Colocar a audiência no local e no ambiente dos fatos noticiosos pode ser uma faca de dois gumes: enquanto um vídeo de imersão pode ajudar o público a entender os fatos com mais claridade, também pode ser uma experiência desagradável, principalmente no caso de notícias trágicas ou violentas.
“Eu acho que a imersão é algo muito poderoso. Por um lado é importante que a audiência se veja imersa no ambiente da notícia, mas temos que escolher os temas muito bem. As pessoas podem não gostar do que estão vendo, não porque o vídeo seja ruim, mas porque estão sendo colocadas em uma realidade que pode ser muito dura,” disse Acquarone. “Temos que estar conscientes das diferentes reações que o usuário pode ter. Acredito que os vídeos 360 são muito poderosos, por isso devemos ter cuidado.”
Usados no jornalismo ou no entretenimento, o objetivo dos vídeos 360 será transformar a câmera nos olhos do público, sem a mediação de um jornalista como narrador dos fatos. Isto é, colocar a audiência em primeira pessoa, de forma que os protagonistas e os testemunhos falem diretamente com ela.
****************************************
> [O PROBLEMA]
De acordo com o trecho sobre vídeos 360 no jornalismo, qual será o objetivo desses vídeos? Utilize exclusivamente o trecho como fonte.

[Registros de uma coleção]
****************************************
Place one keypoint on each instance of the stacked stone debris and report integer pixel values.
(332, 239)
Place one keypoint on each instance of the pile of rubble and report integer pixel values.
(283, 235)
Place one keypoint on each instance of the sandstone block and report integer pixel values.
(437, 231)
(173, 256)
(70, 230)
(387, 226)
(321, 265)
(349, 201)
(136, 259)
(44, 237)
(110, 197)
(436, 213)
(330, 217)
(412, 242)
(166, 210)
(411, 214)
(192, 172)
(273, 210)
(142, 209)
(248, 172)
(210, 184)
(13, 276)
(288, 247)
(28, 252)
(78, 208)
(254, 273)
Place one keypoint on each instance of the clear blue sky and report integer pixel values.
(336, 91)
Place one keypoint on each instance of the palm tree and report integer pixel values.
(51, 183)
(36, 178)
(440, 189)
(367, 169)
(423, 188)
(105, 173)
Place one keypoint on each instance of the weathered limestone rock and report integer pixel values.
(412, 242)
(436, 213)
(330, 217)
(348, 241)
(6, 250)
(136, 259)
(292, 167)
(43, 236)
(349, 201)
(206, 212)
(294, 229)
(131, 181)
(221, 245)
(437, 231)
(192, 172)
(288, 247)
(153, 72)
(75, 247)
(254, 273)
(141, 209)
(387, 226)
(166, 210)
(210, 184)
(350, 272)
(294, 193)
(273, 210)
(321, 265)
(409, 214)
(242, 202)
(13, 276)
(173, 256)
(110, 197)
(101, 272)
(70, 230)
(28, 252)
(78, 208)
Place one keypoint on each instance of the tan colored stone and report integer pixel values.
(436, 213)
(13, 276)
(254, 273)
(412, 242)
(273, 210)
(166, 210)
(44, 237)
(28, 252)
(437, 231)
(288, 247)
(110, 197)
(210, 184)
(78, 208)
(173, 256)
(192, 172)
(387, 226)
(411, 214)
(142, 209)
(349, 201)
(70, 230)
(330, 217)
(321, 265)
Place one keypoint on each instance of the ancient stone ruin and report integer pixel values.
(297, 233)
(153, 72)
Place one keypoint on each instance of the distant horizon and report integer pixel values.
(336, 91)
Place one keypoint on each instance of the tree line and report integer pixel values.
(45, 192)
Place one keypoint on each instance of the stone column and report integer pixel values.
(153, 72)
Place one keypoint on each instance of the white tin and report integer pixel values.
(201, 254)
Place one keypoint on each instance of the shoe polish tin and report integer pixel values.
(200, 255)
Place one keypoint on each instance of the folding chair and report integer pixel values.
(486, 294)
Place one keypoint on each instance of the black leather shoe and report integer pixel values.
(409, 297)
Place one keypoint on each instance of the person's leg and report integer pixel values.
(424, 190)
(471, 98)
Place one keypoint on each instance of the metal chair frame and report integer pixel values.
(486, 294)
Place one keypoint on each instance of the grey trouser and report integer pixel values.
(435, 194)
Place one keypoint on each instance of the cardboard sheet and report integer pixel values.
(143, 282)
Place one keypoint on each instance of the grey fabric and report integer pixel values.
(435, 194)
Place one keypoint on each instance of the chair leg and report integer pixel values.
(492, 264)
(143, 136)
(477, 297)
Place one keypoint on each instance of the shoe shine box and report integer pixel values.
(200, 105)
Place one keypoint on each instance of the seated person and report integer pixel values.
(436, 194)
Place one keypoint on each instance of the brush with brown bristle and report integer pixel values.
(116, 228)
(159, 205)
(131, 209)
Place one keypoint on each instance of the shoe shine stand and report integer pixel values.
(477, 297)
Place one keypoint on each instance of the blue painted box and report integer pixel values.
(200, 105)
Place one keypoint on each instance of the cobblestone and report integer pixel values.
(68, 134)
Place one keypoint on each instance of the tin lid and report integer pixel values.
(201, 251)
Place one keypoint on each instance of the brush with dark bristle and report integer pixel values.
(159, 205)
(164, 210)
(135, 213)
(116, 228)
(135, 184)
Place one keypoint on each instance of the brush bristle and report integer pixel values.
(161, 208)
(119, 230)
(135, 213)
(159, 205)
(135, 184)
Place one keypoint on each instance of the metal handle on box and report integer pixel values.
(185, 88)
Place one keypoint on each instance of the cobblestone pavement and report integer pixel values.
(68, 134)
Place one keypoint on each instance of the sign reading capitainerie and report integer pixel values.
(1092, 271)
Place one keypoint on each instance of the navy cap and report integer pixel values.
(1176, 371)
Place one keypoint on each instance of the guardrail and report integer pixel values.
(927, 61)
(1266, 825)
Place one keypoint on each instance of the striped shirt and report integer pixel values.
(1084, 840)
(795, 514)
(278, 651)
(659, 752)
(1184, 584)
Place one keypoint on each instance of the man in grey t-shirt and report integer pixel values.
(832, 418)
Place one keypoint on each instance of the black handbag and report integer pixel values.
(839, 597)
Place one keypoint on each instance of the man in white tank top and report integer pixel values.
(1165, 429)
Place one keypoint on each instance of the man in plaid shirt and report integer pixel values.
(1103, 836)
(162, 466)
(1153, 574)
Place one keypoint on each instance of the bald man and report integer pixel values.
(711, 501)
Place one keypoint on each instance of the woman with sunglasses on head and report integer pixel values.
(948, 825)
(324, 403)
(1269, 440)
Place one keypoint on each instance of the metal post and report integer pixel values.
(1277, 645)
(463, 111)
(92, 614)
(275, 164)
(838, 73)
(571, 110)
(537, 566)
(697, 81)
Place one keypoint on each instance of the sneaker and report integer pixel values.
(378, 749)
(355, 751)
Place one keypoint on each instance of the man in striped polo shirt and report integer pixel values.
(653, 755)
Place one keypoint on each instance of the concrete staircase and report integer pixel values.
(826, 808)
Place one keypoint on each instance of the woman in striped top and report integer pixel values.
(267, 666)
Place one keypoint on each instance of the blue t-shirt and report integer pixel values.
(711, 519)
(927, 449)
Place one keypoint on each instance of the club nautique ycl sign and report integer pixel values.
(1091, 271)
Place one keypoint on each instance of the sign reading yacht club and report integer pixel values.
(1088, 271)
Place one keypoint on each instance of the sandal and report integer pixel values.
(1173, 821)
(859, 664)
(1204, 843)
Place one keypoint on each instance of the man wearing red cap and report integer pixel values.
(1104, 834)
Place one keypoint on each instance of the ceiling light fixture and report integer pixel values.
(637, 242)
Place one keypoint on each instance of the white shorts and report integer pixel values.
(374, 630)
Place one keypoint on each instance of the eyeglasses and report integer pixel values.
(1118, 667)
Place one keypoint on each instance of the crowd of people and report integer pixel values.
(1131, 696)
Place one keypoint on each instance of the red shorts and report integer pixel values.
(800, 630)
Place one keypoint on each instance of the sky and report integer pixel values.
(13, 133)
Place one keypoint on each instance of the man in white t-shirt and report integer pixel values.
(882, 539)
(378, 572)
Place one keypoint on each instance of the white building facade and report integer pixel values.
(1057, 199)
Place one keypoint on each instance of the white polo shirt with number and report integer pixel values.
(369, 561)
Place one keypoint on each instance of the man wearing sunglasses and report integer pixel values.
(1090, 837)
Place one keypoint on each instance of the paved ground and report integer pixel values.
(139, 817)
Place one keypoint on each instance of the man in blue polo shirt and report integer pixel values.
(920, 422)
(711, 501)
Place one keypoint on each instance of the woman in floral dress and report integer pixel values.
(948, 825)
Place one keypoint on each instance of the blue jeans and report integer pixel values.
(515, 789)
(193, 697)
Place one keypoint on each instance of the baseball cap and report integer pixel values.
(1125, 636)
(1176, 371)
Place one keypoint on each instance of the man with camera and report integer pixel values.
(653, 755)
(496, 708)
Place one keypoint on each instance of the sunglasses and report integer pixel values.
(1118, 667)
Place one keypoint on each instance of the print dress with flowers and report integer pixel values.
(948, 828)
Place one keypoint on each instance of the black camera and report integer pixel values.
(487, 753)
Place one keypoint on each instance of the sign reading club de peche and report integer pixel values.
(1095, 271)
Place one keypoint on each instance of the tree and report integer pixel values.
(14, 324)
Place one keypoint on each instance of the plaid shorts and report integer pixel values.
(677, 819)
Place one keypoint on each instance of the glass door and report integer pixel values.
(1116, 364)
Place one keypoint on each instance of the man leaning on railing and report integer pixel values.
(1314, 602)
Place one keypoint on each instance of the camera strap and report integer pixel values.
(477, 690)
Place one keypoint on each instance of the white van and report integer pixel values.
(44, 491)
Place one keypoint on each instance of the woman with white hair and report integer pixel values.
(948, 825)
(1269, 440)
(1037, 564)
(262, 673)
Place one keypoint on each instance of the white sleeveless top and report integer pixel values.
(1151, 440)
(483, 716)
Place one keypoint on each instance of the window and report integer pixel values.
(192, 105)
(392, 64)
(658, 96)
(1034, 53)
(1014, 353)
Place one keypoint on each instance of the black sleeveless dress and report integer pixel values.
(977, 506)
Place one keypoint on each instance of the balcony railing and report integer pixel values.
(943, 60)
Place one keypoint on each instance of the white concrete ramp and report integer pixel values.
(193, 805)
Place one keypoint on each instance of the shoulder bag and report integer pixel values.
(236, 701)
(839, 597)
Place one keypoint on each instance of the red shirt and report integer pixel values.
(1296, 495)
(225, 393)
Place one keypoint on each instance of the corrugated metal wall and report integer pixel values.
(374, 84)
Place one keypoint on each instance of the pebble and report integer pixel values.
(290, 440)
****************************************
> [RESPOSTA ESPERADA]
Transformar a câmera nos olhos do público, sem a mediação de um jornalista como narrador dos fatos.